Yext, Inc. announced “Milky Way,” the latest upgrade to the natural language processing (NLP) algorithm that powers Yext Answers, Yext‘s site search product. Headlining this milestone update is the adoption of BERT, (Bidirectional Encoder Representations from Transformers). Developed by Google, BERT is an open source machine learning framework for NLP designed to better understand user searches. By leveraging BERT within Named Entity Recognition (a process to locate and classify named entities mentioned in unstructured text into predefined categories), Yext Answers improves its ability to distinguish locations from other types of entities, including people, jobs, and events. The update includes:
- Improved Named Entity Recognition: By leveraging BERT, Yext Answers can now better understand the contextual relationship between search terms. Answers will return a more relevant result by taking into account the correct classification, whether a location, person or product.
- Improved Location Detection: The update leaves behind location biasing. Now, Yext Answers will filter through locations stored by a business in their Yext knowledge graph to surface the best match.
_ _ _
Problems and tasks:
1. Using the text on the Yext Answers update, decide whether each statement agrees with it: (a) BERT was developed by Yext; (b) the update drops location biasing; (c) Named Entity Recognition sorts named entities into categories set in advance. Answer yes or no for each, quoting the deciding words.
2. Reproduce word for word the part of the text on the Yext Answers update that opens with the words containing "- Improved Location" and closes with "the best match.".
_ _ _
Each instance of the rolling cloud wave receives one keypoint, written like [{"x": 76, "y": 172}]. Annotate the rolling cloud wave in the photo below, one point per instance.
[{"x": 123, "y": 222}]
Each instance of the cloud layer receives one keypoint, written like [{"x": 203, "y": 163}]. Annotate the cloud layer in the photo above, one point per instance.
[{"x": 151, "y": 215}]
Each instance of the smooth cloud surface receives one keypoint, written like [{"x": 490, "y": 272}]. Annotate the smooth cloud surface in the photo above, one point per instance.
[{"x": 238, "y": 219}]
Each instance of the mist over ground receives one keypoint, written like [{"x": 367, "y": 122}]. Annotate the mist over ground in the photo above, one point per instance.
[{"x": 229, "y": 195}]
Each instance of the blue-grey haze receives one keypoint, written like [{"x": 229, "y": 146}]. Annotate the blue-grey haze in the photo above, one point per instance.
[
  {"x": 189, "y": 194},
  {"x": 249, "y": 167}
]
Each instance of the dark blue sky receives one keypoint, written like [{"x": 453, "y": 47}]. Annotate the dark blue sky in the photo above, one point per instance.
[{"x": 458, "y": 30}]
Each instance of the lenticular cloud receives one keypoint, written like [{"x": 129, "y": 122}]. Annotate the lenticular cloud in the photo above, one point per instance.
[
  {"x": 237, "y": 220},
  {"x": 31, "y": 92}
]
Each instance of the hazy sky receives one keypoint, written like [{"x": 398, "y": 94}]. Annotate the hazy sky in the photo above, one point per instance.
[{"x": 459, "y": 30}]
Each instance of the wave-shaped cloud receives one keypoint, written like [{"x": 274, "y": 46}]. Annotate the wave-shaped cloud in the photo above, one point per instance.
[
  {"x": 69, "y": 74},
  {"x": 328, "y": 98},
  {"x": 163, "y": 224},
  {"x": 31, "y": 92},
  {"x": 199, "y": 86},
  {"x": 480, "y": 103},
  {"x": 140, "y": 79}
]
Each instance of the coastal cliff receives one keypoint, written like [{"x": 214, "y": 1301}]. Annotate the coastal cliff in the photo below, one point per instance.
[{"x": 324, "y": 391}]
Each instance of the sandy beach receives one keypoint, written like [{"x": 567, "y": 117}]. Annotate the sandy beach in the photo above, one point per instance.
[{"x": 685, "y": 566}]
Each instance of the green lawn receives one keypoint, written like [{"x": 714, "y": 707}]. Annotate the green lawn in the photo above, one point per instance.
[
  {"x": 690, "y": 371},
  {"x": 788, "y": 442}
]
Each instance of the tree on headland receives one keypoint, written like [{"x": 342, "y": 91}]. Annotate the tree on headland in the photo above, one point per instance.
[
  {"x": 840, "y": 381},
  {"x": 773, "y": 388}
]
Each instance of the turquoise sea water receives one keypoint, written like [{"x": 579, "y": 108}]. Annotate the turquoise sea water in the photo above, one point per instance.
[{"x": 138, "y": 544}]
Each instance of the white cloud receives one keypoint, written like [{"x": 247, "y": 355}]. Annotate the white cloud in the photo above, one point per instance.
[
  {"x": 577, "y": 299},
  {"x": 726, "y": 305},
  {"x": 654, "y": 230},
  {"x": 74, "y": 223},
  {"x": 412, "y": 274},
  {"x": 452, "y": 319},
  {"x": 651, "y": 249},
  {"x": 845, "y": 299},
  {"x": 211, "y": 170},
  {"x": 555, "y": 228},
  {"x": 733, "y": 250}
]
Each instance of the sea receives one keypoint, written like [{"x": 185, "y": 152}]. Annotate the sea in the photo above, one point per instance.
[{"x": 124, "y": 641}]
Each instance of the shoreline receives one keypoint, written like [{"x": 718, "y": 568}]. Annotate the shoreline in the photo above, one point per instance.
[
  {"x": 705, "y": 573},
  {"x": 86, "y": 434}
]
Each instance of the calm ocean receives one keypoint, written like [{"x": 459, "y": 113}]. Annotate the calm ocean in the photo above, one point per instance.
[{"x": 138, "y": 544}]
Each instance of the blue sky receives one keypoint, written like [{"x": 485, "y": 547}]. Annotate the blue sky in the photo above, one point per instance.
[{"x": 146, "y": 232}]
_ _ _
Task-by-task solutions:
1.
(a) No: "Developed by Google, BERT is an open source machine learning framework for NLP"
(b) Yes: "The update leaves behind location biasing."
(c) Yes: "a process to locate and classify named entities mentioned in unstructured text into predefined categories"

2.
- Improved Location Detection: The update leaves behind location biasing. Now, Yext Answers will filter through locations stored by a business in their Yext knowledge graph to surface the best match.